A faithful copy is required. Print each line of the data exactly and omit the pictures.

*** Recorded data ***

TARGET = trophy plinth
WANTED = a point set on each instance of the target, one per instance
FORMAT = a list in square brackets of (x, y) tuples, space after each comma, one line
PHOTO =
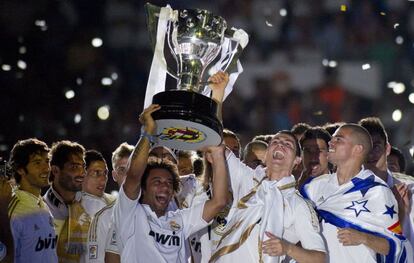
[(186, 120)]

***

** Exercise result **
TARGET = trophy plinth
WANTED = a point set on each instance of the target, one per instance
FORMAT = a list in square brackets of (x, y) tuples, space after each comma, one line
PHOTO =
[(186, 120)]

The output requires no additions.